Dataset items
◇ ◇ ◇ ◇ ◇ ◇ ◇

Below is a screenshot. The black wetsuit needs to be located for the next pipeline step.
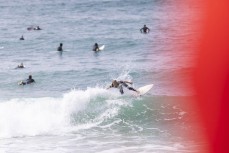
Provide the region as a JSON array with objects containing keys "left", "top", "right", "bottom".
[
  {"left": 118, "top": 81, "right": 137, "bottom": 94},
  {"left": 140, "top": 27, "right": 150, "bottom": 33},
  {"left": 57, "top": 46, "right": 63, "bottom": 51},
  {"left": 19, "top": 79, "right": 35, "bottom": 85},
  {"left": 26, "top": 79, "right": 35, "bottom": 84},
  {"left": 93, "top": 44, "right": 99, "bottom": 51}
]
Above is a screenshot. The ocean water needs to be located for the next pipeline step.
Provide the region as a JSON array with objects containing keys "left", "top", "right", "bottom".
[{"left": 0, "top": 0, "right": 207, "bottom": 153}]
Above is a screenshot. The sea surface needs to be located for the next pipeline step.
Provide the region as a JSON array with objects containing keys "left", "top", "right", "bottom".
[{"left": 0, "top": 0, "right": 207, "bottom": 153}]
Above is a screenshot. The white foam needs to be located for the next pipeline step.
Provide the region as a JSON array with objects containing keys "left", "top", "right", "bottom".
[{"left": 0, "top": 88, "right": 112, "bottom": 138}]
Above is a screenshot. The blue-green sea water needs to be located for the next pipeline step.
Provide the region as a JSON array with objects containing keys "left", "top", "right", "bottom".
[{"left": 0, "top": 0, "right": 206, "bottom": 153}]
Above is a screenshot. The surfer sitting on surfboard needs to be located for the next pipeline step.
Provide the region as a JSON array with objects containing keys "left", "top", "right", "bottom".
[
  {"left": 92, "top": 43, "right": 99, "bottom": 51},
  {"left": 57, "top": 43, "right": 63, "bottom": 51},
  {"left": 19, "top": 75, "right": 35, "bottom": 85},
  {"left": 17, "top": 63, "right": 24, "bottom": 68},
  {"left": 140, "top": 25, "right": 150, "bottom": 33},
  {"left": 107, "top": 80, "right": 139, "bottom": 94}
]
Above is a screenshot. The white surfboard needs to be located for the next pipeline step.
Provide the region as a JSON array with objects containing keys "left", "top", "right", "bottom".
[
  {"left": 99, "top": 45, "right": 105, "bottom": 50},
  {"left": 138, "top": 84, "right": 153, "bottom": 96}
]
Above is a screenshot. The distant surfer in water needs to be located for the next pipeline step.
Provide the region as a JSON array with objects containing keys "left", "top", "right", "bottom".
[
  {"left": 17, "top": 63, "right": 25, "bottom": 69},
  {"left": 92, "top": 43, "right": 99, "bottom": 51},
  {"left": 33, "top": 26, "right": 42, "bottom": 30},
  {"left": 57, "top": 43, "right": 63, "bottom": 51},
  {"left": 20, "top": 35, "right": 25, "bottom": 40},
  {"left": 140, "top": 25, "right": 150, "bottom": 34},
  {"left": 18, "top": 75, "right": 35, "bottom": 85},
  {"left": 107, "top": 80, "right": 139, "bottom": 94}
]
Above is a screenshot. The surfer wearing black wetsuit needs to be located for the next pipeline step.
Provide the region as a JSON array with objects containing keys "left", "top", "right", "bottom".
[
  {"left": 92, "top": 43, "right": 99, "bottom": 51},
  {"left": 57, "top": 43, "right": 63, "bottom": 51},
  {"left": 19, "top": 75, "right": 35, "bottom": 85},
  {"left": 17, "top": 63, "right": 24, "bottom": 68},
  {"left": 20, "top": 35, "right": 25, "bottom": 40},
  {"left": 140, "top": 25, "right": 150, "bottom": 33},
  {"left": 107, "top": 80, "right": 139, "bottom": 94},
  {"left": 33, "top": 26, "right": 41, "bottom": 30}
]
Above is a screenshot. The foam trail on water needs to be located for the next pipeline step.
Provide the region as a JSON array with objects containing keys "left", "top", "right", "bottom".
[{"left": 0, "top": 88, "right": 111, "bottom": 138}]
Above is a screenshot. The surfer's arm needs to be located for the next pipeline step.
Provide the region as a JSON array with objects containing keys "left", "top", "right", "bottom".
[
  {"left": 106, "top": 85, "right": 112, "bottom": 89},
  {"left": 123, "top": 81, "right": 133, "bottom": 84}
]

◇ ◇ ◇ ◇ ◇ ◇ ◇

▸ The exercise
Please pick out every line of the records above that contains the word "white" and copy each one.

▸ Full solution
Above is a screenshot. The white foam needs to be located for the next pipeline step.
Above is a screenshot. The white surfboard needs to be located for the next pipeline step.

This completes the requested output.